## Stored records
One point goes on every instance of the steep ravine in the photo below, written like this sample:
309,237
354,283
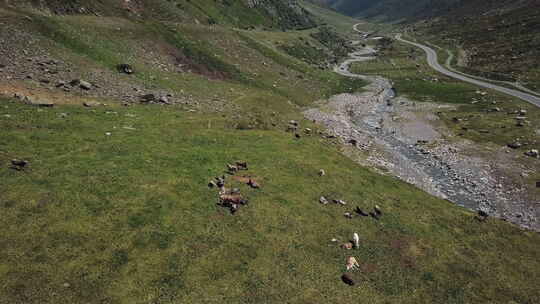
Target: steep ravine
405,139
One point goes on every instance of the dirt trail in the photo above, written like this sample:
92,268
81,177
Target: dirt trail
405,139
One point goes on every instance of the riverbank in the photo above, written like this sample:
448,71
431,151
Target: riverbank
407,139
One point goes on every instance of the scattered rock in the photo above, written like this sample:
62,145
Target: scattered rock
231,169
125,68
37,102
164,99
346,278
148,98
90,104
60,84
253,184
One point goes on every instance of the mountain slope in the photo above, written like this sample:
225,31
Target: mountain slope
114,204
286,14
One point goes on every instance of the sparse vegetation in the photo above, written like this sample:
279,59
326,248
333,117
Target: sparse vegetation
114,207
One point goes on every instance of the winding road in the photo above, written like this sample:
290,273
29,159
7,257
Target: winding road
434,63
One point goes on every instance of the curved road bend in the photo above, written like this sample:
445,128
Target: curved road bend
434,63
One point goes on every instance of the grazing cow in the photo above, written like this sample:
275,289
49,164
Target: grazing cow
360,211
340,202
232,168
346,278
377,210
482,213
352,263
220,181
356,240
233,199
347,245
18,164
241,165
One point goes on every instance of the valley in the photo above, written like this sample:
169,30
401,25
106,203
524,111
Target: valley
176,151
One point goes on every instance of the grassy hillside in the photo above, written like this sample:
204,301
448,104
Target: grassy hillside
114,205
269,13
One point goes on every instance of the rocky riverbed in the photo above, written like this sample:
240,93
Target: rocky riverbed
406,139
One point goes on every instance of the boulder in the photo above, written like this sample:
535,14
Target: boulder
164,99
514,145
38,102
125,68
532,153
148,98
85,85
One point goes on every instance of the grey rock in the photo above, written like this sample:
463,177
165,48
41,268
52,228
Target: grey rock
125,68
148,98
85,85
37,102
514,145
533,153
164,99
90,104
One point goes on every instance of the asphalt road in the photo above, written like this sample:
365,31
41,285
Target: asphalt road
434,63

## Task objective
Can you retype every record above exactly, leaving out the pictures?

## Full solution
One point goes on every instance of the steep ravine in the photo below, written like this sample:
309,237
354,283
Target: steep ravine
405,139
One point goes on every instance of the dirt trail in the photo above, written like this sample:
92,268
81,177
Target: dirt trail
405,139
One point goes on every instance of the riverbank in the photo above, written like this sample:
448,71
431,151
Target: riverbank
407,139
One point goes on every instance of the scattered rock in the photo above, written like this sample:
62,145
Target: scattered rock
231,169
125,68
37,102
164,99
346,278
148,98
90,104
60,84
253,184
One point goes on every instance of the mountain slope in the photo above, written like this sample:
225,31
Target: mountain slope
114,204
286,14
One point goes on every instance of the sparse vegetation in the photo above, written like this sample:
279,59
326,248
333,117
Target: sparse vegetation
114,207
One point goes on every instance of the winding road in the photo above, written like this sample:
290,273
29,159
7,257
Target: winding road
434,63
One point goes on every instance of the curved road bend in the photo above, written like this sample:
445,128
Target: curved road bend
434,63
One point goes on every instance of the grazing cow in the photo above, written like this sample:
275,289
49,164
Target: grazing cow
360,211
340,202
232,168
346,278
377,210
482,213
352,263
220,181
356,240
233,199
347,245
18,164
241,165
One point goes on every instance of the valley in the photo above, written like this sample:
169,30
401,25
106,203
524,111
Target: valley
176,151
One point goes on every instance of the grassy hillside in the photo above, written like this sample:
204,301
448,104
Target: grassy hillside
114,205
269,13
One point goes on every instance of the rocky riverbed in the photo above, written like this sample:
240,93
Target: rocky riverbed
406,139
One point goes on every instance of the boulder in the photo above, written like this sample:
535,14
Target: boulder
164,99
514,145
38,102
125,68
532,153
148,98
85,85
One point goes on every instance of the grey rock in the photo above, written like this sample:
463,177
165,48
41,268
52,228
Target: grey rock
125,68
148,98
85,85
37,102
514,145
533,153
164,99
90,104
One point goes on every instance of the asphalt road in the photo above, written like this sample:
365,31
41,285
Target: asphalt road
434,63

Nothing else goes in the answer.